**Description of the task**
Copy each of the following lines word for word, in the same order.

**Stored data**
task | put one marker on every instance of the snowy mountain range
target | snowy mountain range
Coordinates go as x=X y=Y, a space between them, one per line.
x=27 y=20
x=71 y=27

**Final result**
task | put one marker on every instance of the snowy mountain range
target | snowy mountain range
Coordinates go as x=X y=Y, a space between them, one per line.
x=27 y=20
x=71 y=27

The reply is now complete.